_PASSAGE SHOWN_
# Global maternity - patient's co-insurance/deductible



## kellyl710 (Jan 13, 2012)

When verifying an OB's insurance we find out what their deductible and co insurance is almost immediately after their confirmation visit.  How are other offices collecting this?  Are you setting them up on payment plans prior to the delivery or collecting after the delivery?  We are unsure which is the best way to go about it....do you tend to not get paid if you collect after?  And if you collect before - how do your patients take having to pay upfront?  Thanks!


----------



## ajs (Jan 16, 2012)

kellyl710 said:


> When verifying an OB's insurance we find out what their deductible and co insurance is almost immediately after their confirmation visit.  How are other offices collecting this?  Are you setting them up on payment plans prior to the delivery or collecting after the delivery?  We are unsure which is the best way to go about it....do you tend to not get paid if you collect after?  And if you collect before - how do your patients take having to pay upfront?  Thanks!

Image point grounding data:

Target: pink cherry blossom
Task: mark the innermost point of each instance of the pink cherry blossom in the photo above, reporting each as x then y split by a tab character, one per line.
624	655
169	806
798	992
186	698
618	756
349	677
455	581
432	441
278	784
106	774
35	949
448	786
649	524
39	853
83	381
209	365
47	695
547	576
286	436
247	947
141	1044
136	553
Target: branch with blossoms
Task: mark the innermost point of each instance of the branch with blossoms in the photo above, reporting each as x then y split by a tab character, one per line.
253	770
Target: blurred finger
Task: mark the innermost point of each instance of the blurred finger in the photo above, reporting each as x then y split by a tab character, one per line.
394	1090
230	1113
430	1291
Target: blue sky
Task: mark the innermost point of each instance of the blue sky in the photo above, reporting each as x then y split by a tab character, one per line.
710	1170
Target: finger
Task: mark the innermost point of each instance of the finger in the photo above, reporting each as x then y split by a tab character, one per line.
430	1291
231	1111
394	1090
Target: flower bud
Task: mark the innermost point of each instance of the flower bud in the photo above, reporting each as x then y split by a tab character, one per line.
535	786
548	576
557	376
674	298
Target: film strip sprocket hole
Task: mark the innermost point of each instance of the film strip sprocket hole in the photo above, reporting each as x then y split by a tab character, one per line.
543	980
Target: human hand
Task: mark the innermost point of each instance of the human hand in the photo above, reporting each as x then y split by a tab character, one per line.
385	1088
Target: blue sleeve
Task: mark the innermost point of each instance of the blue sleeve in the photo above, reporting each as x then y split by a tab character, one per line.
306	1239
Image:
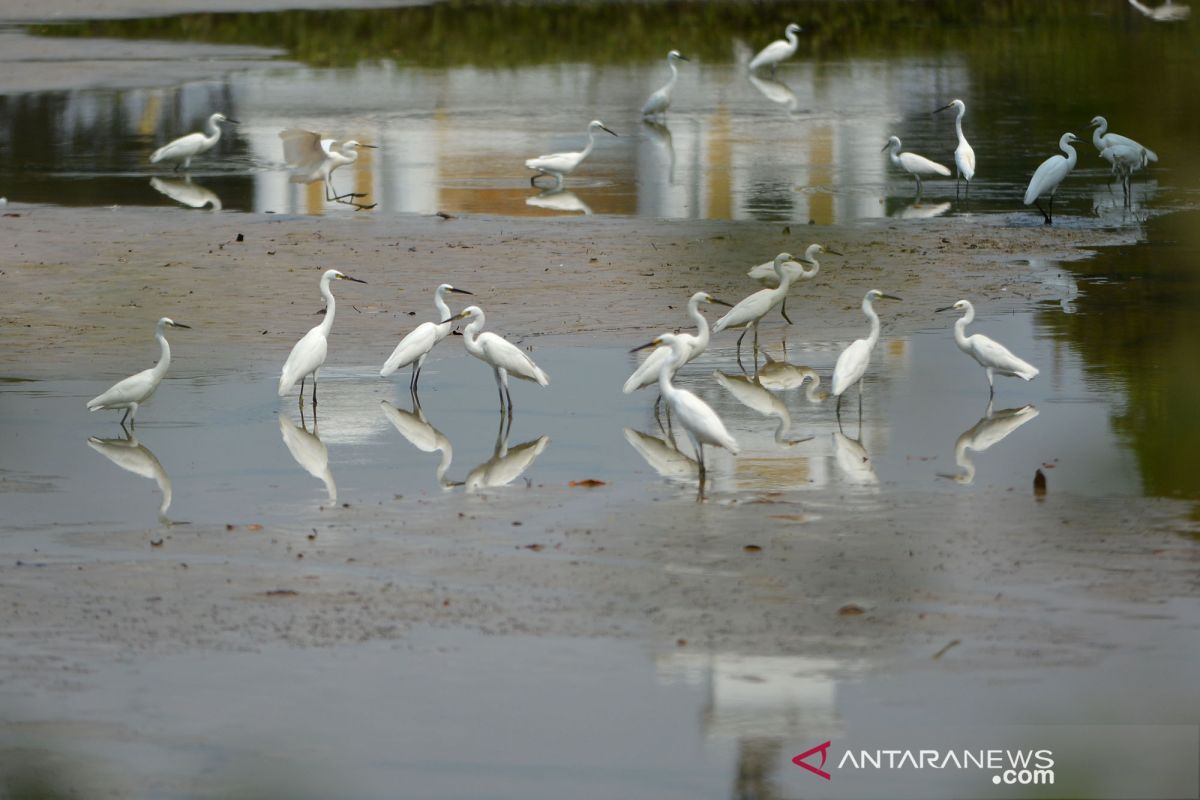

_PROBLEM DESCRIPTION_
Pick up the forum thread on collecting patients' maternity deductibles and co-insurance and continue it from its last line.

_RESULT FOR THIS TASK_
We always set up a payment plan and asked that they have it paid in full by the 32 week visit.  If we wait until after, collection is next to impossible.  After the delivery they are getting bills from the hospital, pediatrician, labs, etc.  Most patients appreciated the opportunity to make smaller payments prior to delivery instead of getting a big bill after the fact.  There were a few exceptions, like people with Health Savings Accounts that have to have an actual bill to get reimbursed from their account.  We would work with patients as much as possible to make it easy for them.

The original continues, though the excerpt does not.